::: Texte fourni

Mgr Vitus Huonder, rappelé à Dieu le mercredi de Pâques, sera enterré non pas à Coire, mais à Écône. Les obsèques se dérouleront mercredi 17 avril, à 09h30, avec inhumation dans le caveau du séminaire. Ce choix avait déjà été communiqué au diocèse en 2022, puis réitéré de vive voix à Mgr Bonnemain comme au Supérieur général de la Fraternité Saint-Pie X quelques jours avant sa mort. Quelles sont les raisons qui ont poussé l’ancien évêque de Coire à prendre cette décision ?
C’est sur la demande de Rome que Mgr Huonder a commencé à découvrir la Fraternité Saint-Pie X. Voici comment il en parle lors de son interview à la chaîne Youtube Certamen :
« Par lettre du 9 janvier 2015, j’ai reçu la demande d’entamer des discussions avec des représentants de la Fraternité sacerdotale Saint-Pie X. Cette lettre émanait du cardinal Gerhard Müller, alors préfet de la Congrégation romaine pour la Doctrine de la Foi. Le but était d’établir une relation amicale et humaine avec la Fraternité. D’autre part, les questions doctrinales de l’Église devaient être abordées. Il s’agissait de questions liées aux documents du Concile Vatican II (1962-1965), ainsi que de questions relatives aux déclarations romaines des années précédentes. Il convient de mentionner en particulier les questions relatives à la liturgie, et plus particulièrement à la messe romaine authentique. Les autres thèmes concernaient la compréhension de l’Église, l’œcuménisme, les relations entre l’Église et l’État, le dialogue interreligieux et la liberté religieuse. Cette mission a donné lieu, depuis le 9 avril 2015, à des contacts réguliers avec la Fraternité, que ce soit avec les supérieurs généraux ou avec d’autres représentants. »

::::::

Consigne.
Reformulez sous forme de liste le paragraphe du texte fourni qui débute par « Mgr Vitus Huonder, rappelé à Dieu », en gardant ses faits principaux.

::: Enregistrements présentés

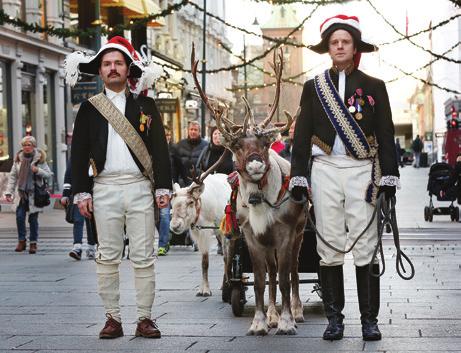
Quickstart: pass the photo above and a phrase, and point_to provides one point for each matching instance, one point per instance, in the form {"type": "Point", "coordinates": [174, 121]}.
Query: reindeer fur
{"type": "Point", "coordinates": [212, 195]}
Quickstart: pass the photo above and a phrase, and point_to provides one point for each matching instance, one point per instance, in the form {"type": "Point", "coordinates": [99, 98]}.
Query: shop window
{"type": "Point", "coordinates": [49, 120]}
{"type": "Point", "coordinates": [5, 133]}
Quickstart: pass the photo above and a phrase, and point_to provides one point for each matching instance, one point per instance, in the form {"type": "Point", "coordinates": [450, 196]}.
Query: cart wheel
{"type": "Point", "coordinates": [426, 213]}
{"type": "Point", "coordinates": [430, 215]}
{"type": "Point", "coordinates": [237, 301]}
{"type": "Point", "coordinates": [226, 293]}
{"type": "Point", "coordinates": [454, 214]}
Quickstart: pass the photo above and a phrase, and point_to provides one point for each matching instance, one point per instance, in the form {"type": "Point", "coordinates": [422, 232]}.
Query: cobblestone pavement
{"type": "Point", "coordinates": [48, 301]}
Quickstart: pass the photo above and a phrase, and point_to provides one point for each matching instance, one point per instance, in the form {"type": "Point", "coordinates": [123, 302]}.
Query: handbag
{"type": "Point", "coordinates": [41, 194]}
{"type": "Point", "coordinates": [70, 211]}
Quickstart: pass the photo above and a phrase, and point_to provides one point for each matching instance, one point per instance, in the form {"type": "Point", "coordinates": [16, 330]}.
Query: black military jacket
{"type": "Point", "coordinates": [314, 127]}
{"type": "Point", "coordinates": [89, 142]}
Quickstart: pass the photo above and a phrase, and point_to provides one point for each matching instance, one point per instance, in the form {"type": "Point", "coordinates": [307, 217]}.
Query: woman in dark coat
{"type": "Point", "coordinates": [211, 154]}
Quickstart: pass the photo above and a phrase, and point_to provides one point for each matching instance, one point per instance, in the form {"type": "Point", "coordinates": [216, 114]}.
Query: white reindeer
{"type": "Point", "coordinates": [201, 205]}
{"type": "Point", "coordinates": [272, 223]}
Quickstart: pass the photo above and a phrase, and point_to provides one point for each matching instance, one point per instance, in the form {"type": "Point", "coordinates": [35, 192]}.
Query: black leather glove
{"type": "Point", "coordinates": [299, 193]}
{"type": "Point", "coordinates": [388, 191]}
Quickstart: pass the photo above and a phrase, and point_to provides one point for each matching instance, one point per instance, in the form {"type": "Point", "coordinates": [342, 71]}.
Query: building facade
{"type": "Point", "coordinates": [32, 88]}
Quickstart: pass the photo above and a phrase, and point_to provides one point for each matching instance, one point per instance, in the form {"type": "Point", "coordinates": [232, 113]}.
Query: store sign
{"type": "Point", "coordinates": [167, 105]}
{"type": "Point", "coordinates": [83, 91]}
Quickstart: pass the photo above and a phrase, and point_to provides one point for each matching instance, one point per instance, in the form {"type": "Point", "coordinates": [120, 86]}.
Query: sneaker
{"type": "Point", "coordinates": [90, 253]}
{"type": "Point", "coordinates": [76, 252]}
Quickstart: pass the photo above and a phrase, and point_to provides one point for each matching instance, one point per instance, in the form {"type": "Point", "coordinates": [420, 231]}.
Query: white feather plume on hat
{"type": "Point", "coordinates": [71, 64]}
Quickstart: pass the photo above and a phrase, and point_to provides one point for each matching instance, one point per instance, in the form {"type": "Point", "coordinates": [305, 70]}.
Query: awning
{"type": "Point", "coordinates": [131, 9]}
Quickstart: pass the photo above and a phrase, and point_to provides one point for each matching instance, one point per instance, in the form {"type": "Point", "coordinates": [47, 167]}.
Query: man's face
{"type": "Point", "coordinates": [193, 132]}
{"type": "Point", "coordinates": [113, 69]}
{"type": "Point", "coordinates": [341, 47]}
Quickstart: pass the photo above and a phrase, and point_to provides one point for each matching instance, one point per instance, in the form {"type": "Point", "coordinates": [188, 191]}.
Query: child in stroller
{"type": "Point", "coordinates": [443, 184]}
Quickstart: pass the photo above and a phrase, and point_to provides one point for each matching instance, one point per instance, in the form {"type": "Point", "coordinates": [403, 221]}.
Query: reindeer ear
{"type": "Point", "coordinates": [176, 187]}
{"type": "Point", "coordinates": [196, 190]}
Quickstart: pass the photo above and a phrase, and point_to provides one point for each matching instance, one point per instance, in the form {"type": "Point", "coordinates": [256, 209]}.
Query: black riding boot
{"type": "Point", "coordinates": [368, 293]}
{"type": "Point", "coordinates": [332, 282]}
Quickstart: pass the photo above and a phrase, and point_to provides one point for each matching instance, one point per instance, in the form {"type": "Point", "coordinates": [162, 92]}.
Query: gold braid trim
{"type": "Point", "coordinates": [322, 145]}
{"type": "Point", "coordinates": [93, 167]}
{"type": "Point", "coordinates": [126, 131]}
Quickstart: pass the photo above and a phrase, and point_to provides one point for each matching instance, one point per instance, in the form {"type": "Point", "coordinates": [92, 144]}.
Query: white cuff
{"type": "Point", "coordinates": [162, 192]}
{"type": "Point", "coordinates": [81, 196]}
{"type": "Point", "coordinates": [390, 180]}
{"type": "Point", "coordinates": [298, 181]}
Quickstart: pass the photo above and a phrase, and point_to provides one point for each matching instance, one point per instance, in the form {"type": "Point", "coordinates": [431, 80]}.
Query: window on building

::::::
::: Enregistrements présentés

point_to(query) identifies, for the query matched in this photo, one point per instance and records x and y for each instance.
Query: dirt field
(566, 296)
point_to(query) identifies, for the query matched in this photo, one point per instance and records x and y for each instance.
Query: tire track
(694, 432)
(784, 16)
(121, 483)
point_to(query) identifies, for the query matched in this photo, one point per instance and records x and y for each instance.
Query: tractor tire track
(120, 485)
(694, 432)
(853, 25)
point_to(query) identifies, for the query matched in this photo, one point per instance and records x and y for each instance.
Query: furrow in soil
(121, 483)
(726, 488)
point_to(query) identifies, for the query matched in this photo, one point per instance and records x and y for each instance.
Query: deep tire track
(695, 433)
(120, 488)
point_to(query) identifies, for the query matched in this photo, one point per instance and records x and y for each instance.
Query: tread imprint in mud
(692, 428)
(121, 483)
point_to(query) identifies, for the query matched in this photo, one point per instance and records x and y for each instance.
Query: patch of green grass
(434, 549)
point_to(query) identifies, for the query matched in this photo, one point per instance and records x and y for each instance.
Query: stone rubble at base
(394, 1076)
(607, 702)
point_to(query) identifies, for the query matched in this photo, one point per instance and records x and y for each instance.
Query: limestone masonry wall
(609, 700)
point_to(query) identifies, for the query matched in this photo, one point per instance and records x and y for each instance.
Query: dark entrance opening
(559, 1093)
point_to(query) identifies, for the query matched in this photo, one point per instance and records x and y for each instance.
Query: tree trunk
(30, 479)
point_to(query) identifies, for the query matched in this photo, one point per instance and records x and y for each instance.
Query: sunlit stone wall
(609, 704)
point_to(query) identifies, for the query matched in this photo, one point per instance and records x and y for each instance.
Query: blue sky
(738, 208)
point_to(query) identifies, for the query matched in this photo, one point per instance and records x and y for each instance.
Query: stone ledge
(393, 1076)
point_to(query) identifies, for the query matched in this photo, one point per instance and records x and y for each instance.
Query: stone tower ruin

::::::

Corrigé.
- Mgr Vitus Huonder, rappelé à Dieu le mercredi de Pâques, sera enterré à Écône et non à Coire.
- Les obsèques auront lieu le mercredi 17 avril à 09h30, avec inhumation dans le caveau du séminaire.
- Ce choix avait été communiqué au diocèse en 2022.
- Quelques jours avant sa mort, il l'a réitéré de vive voix à Mgr Bonnemain et au Supérieur général de la Fraternité Saint-Pie X.